## [Input records]
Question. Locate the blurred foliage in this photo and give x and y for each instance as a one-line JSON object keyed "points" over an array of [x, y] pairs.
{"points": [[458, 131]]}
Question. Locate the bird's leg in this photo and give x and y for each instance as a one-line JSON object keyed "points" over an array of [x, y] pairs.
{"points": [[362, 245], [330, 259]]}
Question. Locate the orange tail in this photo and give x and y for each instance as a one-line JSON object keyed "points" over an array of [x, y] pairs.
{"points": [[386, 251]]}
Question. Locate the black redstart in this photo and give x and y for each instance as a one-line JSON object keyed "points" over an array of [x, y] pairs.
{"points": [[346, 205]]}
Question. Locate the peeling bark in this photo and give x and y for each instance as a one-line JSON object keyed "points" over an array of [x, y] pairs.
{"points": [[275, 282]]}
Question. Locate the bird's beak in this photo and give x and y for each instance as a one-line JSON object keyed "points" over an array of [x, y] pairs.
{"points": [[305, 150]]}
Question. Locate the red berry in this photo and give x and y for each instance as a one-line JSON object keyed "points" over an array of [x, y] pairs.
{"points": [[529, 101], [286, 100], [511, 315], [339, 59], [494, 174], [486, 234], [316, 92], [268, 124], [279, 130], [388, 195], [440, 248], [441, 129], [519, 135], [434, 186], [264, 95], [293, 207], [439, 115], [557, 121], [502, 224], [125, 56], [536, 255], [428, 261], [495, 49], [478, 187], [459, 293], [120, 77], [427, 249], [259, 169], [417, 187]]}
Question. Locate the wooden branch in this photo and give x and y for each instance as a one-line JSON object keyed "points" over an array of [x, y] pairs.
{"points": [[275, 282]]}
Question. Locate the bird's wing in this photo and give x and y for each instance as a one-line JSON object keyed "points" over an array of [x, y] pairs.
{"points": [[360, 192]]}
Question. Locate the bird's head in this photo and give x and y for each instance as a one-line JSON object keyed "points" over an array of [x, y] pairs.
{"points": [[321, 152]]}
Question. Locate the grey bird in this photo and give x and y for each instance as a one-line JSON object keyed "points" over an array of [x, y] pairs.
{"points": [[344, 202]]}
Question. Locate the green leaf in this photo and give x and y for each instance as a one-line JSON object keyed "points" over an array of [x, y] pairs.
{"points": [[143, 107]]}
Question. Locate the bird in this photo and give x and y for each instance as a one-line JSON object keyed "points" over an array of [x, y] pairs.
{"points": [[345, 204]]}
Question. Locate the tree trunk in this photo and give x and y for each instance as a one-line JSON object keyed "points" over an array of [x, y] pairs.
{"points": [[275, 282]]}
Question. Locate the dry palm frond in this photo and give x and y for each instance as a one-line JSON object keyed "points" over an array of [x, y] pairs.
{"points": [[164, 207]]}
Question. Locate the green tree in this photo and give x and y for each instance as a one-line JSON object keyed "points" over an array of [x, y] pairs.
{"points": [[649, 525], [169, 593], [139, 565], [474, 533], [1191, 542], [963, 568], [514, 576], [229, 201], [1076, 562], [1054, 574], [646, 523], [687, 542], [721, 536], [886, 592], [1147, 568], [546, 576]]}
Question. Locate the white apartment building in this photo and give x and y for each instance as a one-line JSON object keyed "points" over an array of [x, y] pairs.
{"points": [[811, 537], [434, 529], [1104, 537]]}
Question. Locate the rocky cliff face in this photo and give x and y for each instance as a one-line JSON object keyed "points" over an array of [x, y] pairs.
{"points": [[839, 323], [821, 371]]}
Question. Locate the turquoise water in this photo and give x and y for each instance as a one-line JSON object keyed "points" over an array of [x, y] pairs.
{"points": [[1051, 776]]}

## [Short problem]
Copy out the data from the line containing "Question. Locate the white" through the end of the data, both ends included.

## [Written answer]
Question. Locate the white apartment building in this photo and give x and y for each instance as a one-line JSON object keyed "points" over an array of [x, y] pairs.
{"points": [[811, 537], [434, 529], [1104, 537]]}
Question. Locate the rocky cliff face in this photo and give x and y for each instance as a one-line JSON object keyed "points" over an array of [x, y] pairs.
{"points": [[839, 323], [821, 371]]}
Question. Locate the turquoise water in this photo and give x and y for each instance as a one-line JSON object keyed "points" over an array of [x, y] pairs.
{"points": [[1051, 776]]}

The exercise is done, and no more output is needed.